TASK INSTRUCTIONS: Express every line of the listing below as a Markdown table with the columns Row and Line, numbering the rows and leaving out blank lines.
Start EXERCISE INPUT
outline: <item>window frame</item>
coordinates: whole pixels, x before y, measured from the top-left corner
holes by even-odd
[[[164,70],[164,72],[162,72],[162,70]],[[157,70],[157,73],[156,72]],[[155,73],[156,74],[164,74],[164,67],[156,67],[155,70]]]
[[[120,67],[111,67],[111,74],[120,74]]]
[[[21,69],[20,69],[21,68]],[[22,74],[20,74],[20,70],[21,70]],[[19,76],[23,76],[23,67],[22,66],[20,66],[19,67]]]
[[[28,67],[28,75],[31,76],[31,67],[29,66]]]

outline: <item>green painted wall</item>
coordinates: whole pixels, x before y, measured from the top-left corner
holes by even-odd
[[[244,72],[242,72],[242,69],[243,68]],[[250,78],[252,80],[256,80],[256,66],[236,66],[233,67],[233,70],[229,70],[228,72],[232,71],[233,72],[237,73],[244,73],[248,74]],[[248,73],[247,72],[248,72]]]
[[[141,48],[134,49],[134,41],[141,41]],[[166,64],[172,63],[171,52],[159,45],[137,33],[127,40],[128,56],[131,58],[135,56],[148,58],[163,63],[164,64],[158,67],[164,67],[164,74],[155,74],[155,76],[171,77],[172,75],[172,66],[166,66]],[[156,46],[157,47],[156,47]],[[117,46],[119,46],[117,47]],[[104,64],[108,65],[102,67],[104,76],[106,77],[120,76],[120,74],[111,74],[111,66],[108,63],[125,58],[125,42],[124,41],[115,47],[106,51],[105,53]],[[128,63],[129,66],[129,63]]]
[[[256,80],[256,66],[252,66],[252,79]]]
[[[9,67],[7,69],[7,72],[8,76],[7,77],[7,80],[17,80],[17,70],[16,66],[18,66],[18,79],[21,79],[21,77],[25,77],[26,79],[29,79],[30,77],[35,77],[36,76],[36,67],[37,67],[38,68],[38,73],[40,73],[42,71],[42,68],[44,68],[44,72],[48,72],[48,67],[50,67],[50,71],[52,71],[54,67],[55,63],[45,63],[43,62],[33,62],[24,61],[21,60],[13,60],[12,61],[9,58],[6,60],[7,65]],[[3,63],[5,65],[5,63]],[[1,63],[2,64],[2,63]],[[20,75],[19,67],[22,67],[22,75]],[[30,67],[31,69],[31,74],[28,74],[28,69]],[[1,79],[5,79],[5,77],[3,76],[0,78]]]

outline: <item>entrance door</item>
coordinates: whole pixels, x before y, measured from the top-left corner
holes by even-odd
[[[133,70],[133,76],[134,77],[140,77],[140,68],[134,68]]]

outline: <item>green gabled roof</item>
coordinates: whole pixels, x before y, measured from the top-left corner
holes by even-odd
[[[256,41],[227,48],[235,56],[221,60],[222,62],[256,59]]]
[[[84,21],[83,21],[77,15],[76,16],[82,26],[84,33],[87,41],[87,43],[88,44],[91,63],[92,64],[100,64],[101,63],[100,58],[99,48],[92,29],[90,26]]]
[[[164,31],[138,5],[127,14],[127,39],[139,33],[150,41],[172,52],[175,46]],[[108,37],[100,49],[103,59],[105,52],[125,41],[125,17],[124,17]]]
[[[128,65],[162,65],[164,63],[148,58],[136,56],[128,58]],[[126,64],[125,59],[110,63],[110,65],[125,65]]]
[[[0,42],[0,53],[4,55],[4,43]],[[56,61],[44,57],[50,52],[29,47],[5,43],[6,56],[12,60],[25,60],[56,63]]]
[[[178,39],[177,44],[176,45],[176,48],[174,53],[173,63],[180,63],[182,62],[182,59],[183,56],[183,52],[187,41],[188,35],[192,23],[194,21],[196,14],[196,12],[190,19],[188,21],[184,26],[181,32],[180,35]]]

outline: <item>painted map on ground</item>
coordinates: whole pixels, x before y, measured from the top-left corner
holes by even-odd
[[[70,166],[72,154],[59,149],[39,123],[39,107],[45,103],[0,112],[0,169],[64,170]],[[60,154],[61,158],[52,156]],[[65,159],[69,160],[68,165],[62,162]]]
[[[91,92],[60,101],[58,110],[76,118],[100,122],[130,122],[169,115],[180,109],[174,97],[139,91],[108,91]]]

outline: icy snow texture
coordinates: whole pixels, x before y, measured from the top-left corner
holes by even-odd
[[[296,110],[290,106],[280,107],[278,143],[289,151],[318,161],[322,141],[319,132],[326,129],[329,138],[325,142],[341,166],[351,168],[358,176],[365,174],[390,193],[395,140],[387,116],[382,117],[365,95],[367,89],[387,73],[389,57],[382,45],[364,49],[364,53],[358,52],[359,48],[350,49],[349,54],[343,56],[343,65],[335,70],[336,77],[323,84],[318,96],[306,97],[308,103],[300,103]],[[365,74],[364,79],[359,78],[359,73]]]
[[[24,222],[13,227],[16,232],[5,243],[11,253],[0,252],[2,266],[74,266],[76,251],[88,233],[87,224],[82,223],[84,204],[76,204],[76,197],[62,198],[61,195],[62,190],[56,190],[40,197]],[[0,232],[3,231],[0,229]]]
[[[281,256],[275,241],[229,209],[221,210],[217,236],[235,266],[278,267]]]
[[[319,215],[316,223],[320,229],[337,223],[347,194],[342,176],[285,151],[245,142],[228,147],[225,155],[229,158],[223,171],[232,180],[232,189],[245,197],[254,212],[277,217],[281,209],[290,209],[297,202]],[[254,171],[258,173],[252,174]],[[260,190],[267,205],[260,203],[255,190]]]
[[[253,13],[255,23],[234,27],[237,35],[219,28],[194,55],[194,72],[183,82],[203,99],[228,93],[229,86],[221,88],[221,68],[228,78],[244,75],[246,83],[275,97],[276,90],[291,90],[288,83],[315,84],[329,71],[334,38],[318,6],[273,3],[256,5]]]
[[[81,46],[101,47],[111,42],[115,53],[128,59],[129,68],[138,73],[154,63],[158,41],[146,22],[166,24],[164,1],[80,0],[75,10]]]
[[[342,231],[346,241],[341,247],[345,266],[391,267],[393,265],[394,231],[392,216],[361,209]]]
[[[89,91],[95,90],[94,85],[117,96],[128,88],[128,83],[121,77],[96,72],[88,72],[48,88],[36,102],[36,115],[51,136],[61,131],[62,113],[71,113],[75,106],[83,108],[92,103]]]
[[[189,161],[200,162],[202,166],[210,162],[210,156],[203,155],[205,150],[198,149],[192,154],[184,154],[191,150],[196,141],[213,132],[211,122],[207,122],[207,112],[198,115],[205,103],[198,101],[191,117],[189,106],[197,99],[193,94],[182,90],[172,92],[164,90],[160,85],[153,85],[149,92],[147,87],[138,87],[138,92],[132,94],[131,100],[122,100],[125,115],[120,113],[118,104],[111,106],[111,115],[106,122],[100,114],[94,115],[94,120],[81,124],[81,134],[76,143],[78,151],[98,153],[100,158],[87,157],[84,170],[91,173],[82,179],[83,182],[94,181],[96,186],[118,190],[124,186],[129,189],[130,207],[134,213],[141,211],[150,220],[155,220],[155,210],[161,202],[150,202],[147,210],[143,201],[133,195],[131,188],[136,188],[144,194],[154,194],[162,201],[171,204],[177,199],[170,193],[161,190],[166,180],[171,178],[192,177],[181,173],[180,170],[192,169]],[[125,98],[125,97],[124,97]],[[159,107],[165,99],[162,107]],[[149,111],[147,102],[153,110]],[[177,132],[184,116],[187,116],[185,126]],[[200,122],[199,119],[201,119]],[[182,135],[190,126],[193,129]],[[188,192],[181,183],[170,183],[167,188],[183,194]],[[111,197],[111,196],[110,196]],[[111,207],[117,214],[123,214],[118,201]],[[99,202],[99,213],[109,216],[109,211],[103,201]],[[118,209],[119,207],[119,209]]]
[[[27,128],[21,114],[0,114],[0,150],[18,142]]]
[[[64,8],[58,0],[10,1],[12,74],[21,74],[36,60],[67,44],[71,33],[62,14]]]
End EXERCISE INPUT
SOLUTION TO THE PROBLEM:
| Row | Line |
|---|---|
| 1 | outline: <item>window frame</item> |
| 2 | coordinates: whole pixels, x before y, measured from the top-left corner |
| 3 | holes by even-odd |
| 4 | [[[164,70],[164,72],[162,72],[162,70]],[[157,70],[157,73],[156,72]],[[155,73],[156,74],[164,74],[164,67],[156,67],[155,70]]] |
| 5 | [[[120,67],[111,67],[111,74],[120,74]]] |
| 6 | [[[21,69],[20,69],[21,68]],[[22,74],[20,74],[20,70],[21,70]],[[19,76],[23,76],[23,67],[22,66],[20,66],[19,67]]] |
| 7 | [[[28,67],[28,75],[31,76],[31,67],[29,66]]] |
| 8 | outline: <item>green painted wall</item> |
| 9 | coordinates: whole pixels, x before y, measured from the top-left corner |
| 10 | holes by even-odd |
| 11 | [[[244,72],[242,72],[242,69],[243,68]],[[250,78],[252,80],[256,80],[256,66],[236,66],[233,67],[233,70],[229,70],[228,72],[232,71],[233,72],[237,73],[244,73],[248,74]],[[248,73],[247,72],[248,72]]] |
| 12 | [[[141,48],[134,49],[134,41],[141,41]],[[166,64],[172,63],[171,52],[159,45],[137,33],[127,40],[128,56],[131,58],[135,56],[148,58],[163,63],[164,64],[158,67],[164,67],[164,74],[155,74],[155,76],[171,77],[172,75],[172,66],[166,66]],[[156,46],[157,47],[156,47]],[[117,46],[119,46],[117,47]],[[104,64],[108,65],[102,67],[104,76],[106,77],[120,76],[120,74],[111,74],[111,66],[108,63],[125,58],[125,42],[124,41],[115,47],[106,51],[105,53]],[[128,63],[129,66],[129,63]]] |
| 13 | [[[256,80],[256,66],[252,66],[252,79]]] |
| 14 | [[[9,67],[7,69],[7,72],[8,76],[7,77],[7,80],[17,80],[17,70],[16,66],[18,66],[18,79],[21,79],[21,77],[25,77],[26,79],[29,79],[30,77],[35,77],[36,76],[36,67],[37,67],[38,68],[38,73],[40,73],[42,71],[42,68],[44,68],[44,72],[48,72],[48,67],[50,67],[50,71],[52,71],[54,67],[55,63],[45,63],[43,62],[33,62],[24,61],[21,60],[13,60],[12,61],[9,58],[6,60],[7,65]],[[3,63],[5,65],[5,63]],[[1,63],[2,64],[2,63]],[[20,75],[19,67],[22,67],[22,75]],[[30,67],[31,69],[31,74],[28,74],[28,69]],[[1,79],[5,79],[5,77],[3,76],[0,78]]] |
| 15 | outline: <item>entrance door</item> |
| 16 | coordinates: whole pixels, x before y, measured from the top-left corner |
| 17 | holes by even-odd |
| 18 | [[[133,70],[133,76],[134,77],[140,77],[140,68],[134,68]]] |
| 19 | outline: <item>green gabled roof</item> |
| 20 | coordinates: whole pixels, x before y, measured from the top-left corner |
| 21 | holes by even-odd |
| 22 | [[[256,41],[227,48],[235,56],[221,60],[222,62],[256,59]]] |
| 23 | [[[84,21],[83,21],[77,15],[76,16],[82,26],[84,33],[87,41],[87,43],[88,44],[91,63],[92,64],[100,64],[101,63],[100,58],[99,48],[92,29],[90,26]]] |
| 24 | [[[164,31],[138,5],[127,14],[127,39],[139,33],[150,41],[172,52],[175,46]],[[108,37],[100,49],[103,59],[105,52],[125,41],[125,17],[124,17]]] |
| 25 | [[[128,65],[162,65],[164,63],[148,58],[136,56],[128,58]],[[126,64],[125,59],[110,63],[110,65],[125,65]]] |
| 26 | [[[0,42],[0,53],[4,55],[4,43]],[[56,61],[44,57],[50,52],[29,47],[5,43],[6,56],[12,60],[25,60],[56,63]]] |
| 27 | [[[178,39],[177,44],[176,45],[176,48],[174,53],[173,63],[180,63],[182,62],[182,59],[183,56],[183,52],[187,41],[188,35],[192,23],[194,21],[196,14],[196,12],[190,19],[188,21],[184,26],[181,32],[180,35]]] |
| 28 | outline: <item>painted map on ground</item> |
| 29 | coordinates: whole pixels, x before y, measured from the top-left corner |
| 30 | holes by even-odd |
| 31 | [[[70,166],[72,154],[59,149],[39,123],[39,107],[45,103],[0,112],[0,169],[64,170]],[[60,154],[61,158],[52,156]],[[65,159],[69,160],[68,165],[62,162]]] |
| 32 | [[[91,92],[60,101],[58,110],[76,118],[100,122],[130,122],[169,115],[180,109],[174,97],[139,91],[108,91]]] |
| 33 | outline: icy snow texture |
| 34 | coordinates: whole pixels, x before y, measured from the top-left corner |
| 35 | holes by even-odd |
| 36 | [[[296,110],[290,106],[280,107],[278,143],[289,151],[318,161],[322,141],[319,132],[326,129],[329,138],[325,142],[341,166],[351,168],[358,176],[365,174],[390,193],[395,140],[387,116],[382,117],[365,95],[367,89],[387,73],[389,57],[382,45],[364,49],[364,53],[358,52],[359,48],[350,49],[349,54],[343,56],[343,65],[335,70],[336,77],[323,84],[318,96],[306,97],[308,103],[300,103]],[[365,74],[364,79],[359,78],[359,73]]] |
| 37 | [[[24,222],[13,227],[16,232],[5,243],[11,253],[0,252],[2,266],[74,266],[76,251],[88,233],[87,224],[82,223],[84,204],[76,204],[76,197],[62,198],[61,195],[62,190],[56,190],[40,197]],[[0,232],[3,231],[0,229]]] |
| 38 | [[[281,256],[275,241],[229,209],[221,210],[217,236],[235,266],[278,267]]] |
| 39 | [[[319,215],[316,223],[320,229],[337,223],[347,194],[342,176],[285,151],[245,142],[228,147],[225,155],[229,158],[223,171],[232,180],[232,189],[245,197],[254,212],[277,217],[281,209],[290,209],[297,202]],[[254,171],[258,173],[252,174]],[[260,190],[267,205],[260,203],[255,190]]] |
| 40 | [[[253,13],[255,23],[234,27],[237,35],[219,28],[194,55],[194,72],[183,82],[203,99],[228,93],[229,86],[221,88],[221,68],[228,78],[244,75],[246,83],[275,97],[276,90],[291,90],[288,83],[315,84],[329,71],[334,38],[318,6],[273,3],[256,5]]] |
| 41 | [[[81,46],[101,47],[111,42],[115,53],[128,59],[129,68],[138,73],[154,63],[158,41],[146,22],[166,24],[164,1],[80,0],[75,10]]] |
| 42 | [[[342,231],[346,241],[341,247],[345,266],[391,267],[393,265],[394,231],[392,216],[361,209]]] |
| 43 | [[[89,91],[95,90],[94,85],[117,96],[128,88],[128,83],[121,77],[96,72],[88,72],[48,88],[36,102],[36,115],[51,136],[61,131],[62,113],[71,113],[75,106],[83,108],[92,103]]] |
| 44 | [[[189,161],[200,162],[202,166],[210,162],[210,156],[203,155],[205,150],[198,149],[192,154],[184,154],[191,150],[196,141],[213,132],[211,122],[207,122],[207,112],[198,115],[205,103],[198,101],[191,117],[189,106],[197,99],[193,94],[182,90],[172,92],[164,90],[160,85],[153,85],[149,92],[147,87],[138,87],[138,92],[132,94],[131,100],[122,100],[125,115],[120,113],[118,104],[111,106],[111,115],[106,122],[100,114],[94,115],[94,120],[81,124],[81,134],[76,143],[78,151],[98,153],[100,158],[87,157],[84,170],[91,173],[82,179],[83,182],[94,181],[96,186],[118,190],[124,186],[129,189],[130,207],[134,213],[141,211],[150,220],[155,220],[155,210],[161,202],[150,202],[147,210],[143,201],[133,195],[131,188],[136,188],[144,194],[154,194],[162,201],[171,204],[177,199],[170,193],[161,190],[166,180],[171,178],[192,177],[181,173],[180,170],[192,169]],[[125,98],[125,97],[124,97]],[[159,107],[165,99],[162,107]],[[149,111],[147,102],[153,110]],[[177,132],[184,116],[187,116],[185,126]],[[200,122],[199,119],[201,119]],[[182,135],[190,126],[193,129]],[[188,192],[181,183],[170,183],[167,188],[183,194]],[[111,197],[111,196],[110,196]],[[111,207],[117,214],[123,214],[118,201]],[[99,202],[99,213],[109,216],[109,211],[103,201]],[[118,209],[119,207],[119,209]]] |
| 45 | [[[27,128],[21,114],[0,114],[0,150],[18,142]]] |
| 46 | [[[64,8],[58,0],[10,1],[12,74],[21,74],[36,60],[67,44],[71,33],[62,14]]] |